DATASET RECORDS Start Marker
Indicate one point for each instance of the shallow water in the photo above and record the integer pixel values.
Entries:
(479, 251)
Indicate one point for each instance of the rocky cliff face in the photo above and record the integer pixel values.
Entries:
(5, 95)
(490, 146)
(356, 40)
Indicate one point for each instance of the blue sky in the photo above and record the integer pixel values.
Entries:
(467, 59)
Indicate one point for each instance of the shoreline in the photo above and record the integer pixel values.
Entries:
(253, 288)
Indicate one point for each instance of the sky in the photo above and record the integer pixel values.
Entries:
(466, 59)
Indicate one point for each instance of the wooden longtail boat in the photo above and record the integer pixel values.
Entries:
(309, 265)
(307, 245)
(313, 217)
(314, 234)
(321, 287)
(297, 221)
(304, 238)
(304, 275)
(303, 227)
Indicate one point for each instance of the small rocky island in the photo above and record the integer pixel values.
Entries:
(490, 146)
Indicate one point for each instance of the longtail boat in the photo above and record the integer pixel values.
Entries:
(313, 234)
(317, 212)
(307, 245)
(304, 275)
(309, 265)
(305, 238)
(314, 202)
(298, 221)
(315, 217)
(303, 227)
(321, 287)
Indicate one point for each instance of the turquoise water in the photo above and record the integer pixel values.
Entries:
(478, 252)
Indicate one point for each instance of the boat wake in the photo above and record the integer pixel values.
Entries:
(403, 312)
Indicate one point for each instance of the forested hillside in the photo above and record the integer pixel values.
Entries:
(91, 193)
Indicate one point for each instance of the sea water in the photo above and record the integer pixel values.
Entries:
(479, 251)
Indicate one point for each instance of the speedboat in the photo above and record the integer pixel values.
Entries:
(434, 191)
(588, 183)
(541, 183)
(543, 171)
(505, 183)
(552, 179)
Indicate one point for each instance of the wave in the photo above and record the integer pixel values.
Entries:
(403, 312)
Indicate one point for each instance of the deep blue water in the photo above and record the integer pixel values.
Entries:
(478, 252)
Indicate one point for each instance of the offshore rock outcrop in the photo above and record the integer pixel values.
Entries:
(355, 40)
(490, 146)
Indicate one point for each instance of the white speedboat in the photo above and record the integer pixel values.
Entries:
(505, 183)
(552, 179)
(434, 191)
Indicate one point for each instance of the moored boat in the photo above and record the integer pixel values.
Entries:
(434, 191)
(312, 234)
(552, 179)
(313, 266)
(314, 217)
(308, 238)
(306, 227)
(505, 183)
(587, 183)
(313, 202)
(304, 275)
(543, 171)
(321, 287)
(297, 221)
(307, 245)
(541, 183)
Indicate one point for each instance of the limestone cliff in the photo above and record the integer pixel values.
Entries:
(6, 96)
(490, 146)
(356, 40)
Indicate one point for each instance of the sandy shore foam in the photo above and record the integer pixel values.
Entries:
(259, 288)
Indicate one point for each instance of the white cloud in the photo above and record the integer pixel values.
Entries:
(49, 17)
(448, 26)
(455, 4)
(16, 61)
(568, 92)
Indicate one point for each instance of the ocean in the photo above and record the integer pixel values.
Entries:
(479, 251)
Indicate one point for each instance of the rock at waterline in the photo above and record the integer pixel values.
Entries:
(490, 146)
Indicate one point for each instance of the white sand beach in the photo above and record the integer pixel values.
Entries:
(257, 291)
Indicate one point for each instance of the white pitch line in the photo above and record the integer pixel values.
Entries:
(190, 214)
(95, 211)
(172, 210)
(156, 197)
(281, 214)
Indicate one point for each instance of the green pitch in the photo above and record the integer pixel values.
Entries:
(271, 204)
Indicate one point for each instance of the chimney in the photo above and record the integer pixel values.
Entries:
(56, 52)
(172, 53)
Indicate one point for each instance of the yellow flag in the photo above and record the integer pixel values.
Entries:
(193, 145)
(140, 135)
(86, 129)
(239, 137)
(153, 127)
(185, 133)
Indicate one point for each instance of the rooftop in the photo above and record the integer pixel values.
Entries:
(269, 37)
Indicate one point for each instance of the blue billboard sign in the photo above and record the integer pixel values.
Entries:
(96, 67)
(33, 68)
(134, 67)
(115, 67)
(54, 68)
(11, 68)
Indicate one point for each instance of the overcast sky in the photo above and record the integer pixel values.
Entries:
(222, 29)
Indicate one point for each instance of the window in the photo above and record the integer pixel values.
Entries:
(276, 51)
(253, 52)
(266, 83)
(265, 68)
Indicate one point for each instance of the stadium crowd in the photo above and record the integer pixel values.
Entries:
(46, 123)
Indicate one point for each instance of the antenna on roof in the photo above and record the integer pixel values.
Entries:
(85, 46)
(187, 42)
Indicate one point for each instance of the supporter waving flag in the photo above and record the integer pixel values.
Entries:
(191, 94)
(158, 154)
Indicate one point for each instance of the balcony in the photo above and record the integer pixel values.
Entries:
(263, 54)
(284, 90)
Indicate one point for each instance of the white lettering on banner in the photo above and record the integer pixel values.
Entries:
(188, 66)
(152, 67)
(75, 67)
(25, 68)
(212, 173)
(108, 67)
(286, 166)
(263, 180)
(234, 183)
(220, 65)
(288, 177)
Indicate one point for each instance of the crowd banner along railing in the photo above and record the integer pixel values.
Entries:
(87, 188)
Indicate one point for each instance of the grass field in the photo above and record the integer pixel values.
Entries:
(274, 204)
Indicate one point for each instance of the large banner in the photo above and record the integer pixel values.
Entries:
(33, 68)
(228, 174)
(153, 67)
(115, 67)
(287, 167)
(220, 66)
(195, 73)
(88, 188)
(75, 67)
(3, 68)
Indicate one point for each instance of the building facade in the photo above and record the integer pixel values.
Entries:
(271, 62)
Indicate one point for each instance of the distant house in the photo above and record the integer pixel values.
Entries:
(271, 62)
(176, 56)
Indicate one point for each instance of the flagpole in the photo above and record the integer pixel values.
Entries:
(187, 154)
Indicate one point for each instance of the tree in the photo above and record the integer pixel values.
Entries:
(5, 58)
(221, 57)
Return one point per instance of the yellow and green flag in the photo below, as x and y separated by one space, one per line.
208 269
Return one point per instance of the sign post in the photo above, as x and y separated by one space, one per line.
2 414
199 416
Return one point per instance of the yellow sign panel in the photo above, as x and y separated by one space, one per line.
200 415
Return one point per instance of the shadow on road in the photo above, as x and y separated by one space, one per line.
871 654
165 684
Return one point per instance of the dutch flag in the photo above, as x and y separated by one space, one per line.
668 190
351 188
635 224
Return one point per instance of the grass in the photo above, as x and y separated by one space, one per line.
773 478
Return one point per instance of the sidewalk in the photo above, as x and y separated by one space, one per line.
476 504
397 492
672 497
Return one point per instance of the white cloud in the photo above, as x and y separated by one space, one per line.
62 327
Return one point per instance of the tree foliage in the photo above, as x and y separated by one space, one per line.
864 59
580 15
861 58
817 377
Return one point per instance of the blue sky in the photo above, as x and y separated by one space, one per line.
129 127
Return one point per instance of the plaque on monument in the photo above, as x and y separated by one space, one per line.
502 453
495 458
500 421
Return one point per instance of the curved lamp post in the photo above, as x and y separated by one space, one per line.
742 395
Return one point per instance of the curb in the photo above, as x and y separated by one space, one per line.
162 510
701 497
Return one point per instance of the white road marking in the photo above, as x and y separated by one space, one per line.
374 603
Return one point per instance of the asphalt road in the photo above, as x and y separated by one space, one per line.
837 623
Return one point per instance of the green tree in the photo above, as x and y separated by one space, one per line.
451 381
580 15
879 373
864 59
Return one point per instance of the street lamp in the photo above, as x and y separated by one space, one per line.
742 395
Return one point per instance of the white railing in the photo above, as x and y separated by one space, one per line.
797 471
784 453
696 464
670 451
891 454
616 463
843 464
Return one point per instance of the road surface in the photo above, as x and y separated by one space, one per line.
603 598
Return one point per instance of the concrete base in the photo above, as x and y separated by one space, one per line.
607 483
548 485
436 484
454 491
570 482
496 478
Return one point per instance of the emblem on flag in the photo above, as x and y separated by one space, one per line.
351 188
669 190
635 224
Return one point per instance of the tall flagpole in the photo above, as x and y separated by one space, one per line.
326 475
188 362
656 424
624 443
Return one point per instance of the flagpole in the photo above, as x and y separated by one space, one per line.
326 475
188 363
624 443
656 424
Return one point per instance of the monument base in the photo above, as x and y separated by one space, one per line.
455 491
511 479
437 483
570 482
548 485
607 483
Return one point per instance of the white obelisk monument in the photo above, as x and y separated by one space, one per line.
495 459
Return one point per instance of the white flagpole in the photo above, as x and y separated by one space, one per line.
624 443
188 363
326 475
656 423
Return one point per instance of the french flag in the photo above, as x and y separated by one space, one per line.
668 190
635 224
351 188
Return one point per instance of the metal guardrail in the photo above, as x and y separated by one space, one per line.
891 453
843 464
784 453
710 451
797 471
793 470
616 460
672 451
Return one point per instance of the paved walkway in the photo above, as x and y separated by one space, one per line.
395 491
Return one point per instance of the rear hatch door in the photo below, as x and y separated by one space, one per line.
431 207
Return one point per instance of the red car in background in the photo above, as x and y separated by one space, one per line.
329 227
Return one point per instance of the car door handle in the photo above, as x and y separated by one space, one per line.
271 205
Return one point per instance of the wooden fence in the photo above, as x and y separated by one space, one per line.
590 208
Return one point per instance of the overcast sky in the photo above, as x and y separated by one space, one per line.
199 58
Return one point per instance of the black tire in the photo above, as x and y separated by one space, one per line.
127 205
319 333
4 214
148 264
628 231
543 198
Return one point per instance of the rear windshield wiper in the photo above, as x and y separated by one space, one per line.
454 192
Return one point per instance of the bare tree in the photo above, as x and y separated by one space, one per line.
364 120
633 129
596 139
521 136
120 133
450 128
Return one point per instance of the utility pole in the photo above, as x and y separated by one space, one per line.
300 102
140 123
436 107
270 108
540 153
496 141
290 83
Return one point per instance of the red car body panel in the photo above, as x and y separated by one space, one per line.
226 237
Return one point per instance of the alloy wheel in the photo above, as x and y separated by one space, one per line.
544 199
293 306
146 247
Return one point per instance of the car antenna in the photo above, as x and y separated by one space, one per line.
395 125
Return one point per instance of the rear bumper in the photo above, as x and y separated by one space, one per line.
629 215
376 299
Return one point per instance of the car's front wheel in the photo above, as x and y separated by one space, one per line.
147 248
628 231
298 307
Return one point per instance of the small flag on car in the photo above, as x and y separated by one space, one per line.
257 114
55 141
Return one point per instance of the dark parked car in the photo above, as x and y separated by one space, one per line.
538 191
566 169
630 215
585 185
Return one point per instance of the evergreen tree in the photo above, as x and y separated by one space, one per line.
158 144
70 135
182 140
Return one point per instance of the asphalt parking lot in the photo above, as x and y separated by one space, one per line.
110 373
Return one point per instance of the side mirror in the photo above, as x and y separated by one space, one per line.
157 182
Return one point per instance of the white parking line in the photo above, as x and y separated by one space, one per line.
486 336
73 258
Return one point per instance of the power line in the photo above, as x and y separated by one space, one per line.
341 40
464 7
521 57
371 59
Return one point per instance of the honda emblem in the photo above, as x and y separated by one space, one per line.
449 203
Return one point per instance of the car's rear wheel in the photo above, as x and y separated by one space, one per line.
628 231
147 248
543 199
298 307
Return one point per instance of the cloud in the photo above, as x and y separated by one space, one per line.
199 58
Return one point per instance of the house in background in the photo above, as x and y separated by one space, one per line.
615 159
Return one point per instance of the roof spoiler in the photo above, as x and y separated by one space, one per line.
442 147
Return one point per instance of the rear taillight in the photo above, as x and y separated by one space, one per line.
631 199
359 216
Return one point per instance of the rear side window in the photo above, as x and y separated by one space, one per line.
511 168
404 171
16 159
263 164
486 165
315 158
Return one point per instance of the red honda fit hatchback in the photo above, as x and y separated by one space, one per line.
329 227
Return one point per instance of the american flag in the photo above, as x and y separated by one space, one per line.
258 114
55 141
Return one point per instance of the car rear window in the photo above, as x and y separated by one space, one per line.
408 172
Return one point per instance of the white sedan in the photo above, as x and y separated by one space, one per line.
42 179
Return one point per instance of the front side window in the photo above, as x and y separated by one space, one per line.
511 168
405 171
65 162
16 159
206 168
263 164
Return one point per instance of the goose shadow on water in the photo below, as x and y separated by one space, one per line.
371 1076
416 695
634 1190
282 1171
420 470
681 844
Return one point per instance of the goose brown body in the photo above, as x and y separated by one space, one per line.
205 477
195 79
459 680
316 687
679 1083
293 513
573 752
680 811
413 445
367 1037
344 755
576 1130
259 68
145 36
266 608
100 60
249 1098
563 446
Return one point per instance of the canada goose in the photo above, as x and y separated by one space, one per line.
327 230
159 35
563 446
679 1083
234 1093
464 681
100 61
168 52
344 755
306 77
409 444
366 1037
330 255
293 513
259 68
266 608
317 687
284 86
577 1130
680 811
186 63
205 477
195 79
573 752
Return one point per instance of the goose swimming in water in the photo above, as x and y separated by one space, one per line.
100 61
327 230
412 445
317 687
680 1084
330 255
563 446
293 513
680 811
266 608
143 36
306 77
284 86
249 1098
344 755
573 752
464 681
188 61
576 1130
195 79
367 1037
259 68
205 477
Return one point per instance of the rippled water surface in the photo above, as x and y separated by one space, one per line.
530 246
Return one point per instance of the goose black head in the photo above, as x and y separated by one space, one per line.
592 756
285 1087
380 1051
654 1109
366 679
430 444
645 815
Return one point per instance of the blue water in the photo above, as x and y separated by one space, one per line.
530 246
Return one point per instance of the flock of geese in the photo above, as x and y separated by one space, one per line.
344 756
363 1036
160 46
DATASET RECORDS End Marker
WORK TASK => Go through the records and report each line that contains "speedboat".

ANSWER TO THIS TASK =>
Indicate one point for each instance of the speedboat in the photo above and record the integer pixel values.
Indicate one point for each instance of the white speedboat in the photo above and record the integer pixel values.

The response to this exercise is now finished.